## TEXT BLOCK
------------------------------
To my unconscious mind each had symbolized the other. In the primal, I had made a conscious effort to use the word "God" instead of "Mom," but that interjection did not stop the feeling, but rather intensified it, so I continued to interweave, "I Hate You, Mom" with "I Hate You, God." Those angry words had unlocked floods of insights -- of understandings of my life philosophy, my personality, and how and why my ideas of God had been formed.
It was and is difficult to accept the reality that only this one trauma, even though very early and very severe, was to become the cause of my lack of religious and spiritual feelings for the next six decades of my life.
And yet, all of my conscious memories of my mother are happy ones. It is only when I am in a primal state of infancy or in birth feelings that hurt from her is perceived and believed. [For an example of how denial can intrude into even a therapist-supported session, [see my article A Primal Session ]
At one time I believed that the origins of guilt, fear and other negative emotions were the result of indoctrination by the pervasive melancholy and gloomy theology and rituals of my Catholic faith. The Way of the Cross with its emphasis on the death and sufferings of Christ is one such powerful evocative devotion.
Nonetheless, I have found that such morbid religious rites are not the origin of the neuroses and psychoses. For most of us their fundamental beginnings lay elsewhere -- specifically in the torments of the birth canal, sometimes during our gestation and in our early infancy.
------------------------------
## WORK TO COMPLETE
[A] Echo the primal session text word for word, from "To my unconscious" up to and including "had been formed.".
[B] Proceed with the account of a primal session, picking up right after its final sentence.
The material that comes next stands apart from this account of a primal session.

## DATA
------------------------------
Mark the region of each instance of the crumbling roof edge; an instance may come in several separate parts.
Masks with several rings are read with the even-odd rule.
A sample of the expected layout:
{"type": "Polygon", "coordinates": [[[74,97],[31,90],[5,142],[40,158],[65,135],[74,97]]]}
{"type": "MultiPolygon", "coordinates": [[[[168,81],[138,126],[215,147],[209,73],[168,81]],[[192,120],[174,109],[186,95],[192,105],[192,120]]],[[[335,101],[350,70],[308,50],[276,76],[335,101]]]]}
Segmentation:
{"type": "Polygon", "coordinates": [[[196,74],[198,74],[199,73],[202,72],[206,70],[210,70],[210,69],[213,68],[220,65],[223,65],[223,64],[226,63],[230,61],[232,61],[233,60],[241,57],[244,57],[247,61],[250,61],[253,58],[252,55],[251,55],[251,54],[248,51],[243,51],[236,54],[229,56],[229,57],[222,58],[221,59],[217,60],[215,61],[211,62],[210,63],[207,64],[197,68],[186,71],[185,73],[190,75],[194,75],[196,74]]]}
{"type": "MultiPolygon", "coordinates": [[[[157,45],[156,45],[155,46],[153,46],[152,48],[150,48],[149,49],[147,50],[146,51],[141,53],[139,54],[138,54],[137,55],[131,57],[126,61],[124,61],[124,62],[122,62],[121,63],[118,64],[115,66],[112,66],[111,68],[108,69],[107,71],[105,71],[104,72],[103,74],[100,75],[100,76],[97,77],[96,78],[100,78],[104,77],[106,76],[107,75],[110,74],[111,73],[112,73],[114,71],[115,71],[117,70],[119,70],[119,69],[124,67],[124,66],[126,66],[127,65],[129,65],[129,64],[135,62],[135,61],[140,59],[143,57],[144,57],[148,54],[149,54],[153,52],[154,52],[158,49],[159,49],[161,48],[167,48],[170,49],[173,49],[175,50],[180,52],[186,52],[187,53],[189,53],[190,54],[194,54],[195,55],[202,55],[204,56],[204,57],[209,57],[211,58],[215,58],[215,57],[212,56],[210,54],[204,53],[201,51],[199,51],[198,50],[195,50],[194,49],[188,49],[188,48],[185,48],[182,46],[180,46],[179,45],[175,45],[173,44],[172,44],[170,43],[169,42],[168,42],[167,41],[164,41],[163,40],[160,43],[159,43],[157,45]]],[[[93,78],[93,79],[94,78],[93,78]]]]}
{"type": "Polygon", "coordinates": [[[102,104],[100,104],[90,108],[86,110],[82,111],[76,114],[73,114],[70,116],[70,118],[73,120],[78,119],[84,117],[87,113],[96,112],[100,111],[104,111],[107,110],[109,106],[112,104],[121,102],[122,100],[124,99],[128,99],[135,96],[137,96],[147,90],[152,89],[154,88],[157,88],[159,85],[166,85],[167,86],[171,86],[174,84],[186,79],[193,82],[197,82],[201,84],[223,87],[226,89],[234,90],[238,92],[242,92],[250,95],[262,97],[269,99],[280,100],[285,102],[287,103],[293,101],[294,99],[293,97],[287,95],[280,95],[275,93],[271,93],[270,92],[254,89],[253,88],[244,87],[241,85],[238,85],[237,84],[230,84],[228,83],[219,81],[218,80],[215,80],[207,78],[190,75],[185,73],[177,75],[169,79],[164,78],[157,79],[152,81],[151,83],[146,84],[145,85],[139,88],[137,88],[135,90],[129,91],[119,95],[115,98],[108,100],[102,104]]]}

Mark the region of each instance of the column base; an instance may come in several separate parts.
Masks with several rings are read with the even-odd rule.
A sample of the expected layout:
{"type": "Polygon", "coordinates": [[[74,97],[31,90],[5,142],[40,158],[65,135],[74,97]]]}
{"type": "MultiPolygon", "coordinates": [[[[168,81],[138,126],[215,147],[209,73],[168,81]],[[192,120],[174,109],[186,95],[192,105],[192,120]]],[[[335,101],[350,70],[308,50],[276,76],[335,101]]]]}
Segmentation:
------------------------------
## YOUR RESPONSES
[A]
To my unconscious mind each had symbolized the other. In the primal, I had made a conscious effort to use the word "God" instead of "Mom," but that interjection did not stop the feeling, but rather intensified it, so I continued to interweave, "I Hate You, Mom" with "I Hate You, God." Those angry words had unlocked floods of insights -- of understandings of my life philosophy, my personality, and how and why my ideas of God had been formed.

[B]
Religion is almost never the source of mental illness. [Also see my article on guilt ]. Our mind simply uses the sorrowful gothic images with which it is most familiar to construct symbolic representations of suffering and torment. It happens that the Christian religion, as do other religions, have an abundant supply of these symbols and for that reason we unintentially facilitate their use by our subconscious minds by projecting the elements of early life traumas onto familiar religious images. We especially project our pre- and peri-natal impressions of our caregivers, whether they are true or false, unto the Deity.
Clinical Psychologist, Daniel W. Miller, Ph. D. weighs:
"One may question whether the terror the adult experiences in going through a birth primal is experienced at all by the preborn infant, and there is no simple answer.
Nevertheless, it appears safe to say from innumerable experiences with persons of all ages that the biological patterns that are established by the withdrawal or threat of life support system remain very intact and are recoverable in fairly much pristine form as much as fifty and sixty years later.
Obviously, a word like "terror" is an adult form of identification which is applied later to birth's biologically patterned exprience. The word "death" is likewise an adult way of identifying a response to a physiological event, the two together giving "terror of death" a not uncommon ego signification.
The preborn of course does not have the words, it only has the biological patternings which eventually give rise to the words."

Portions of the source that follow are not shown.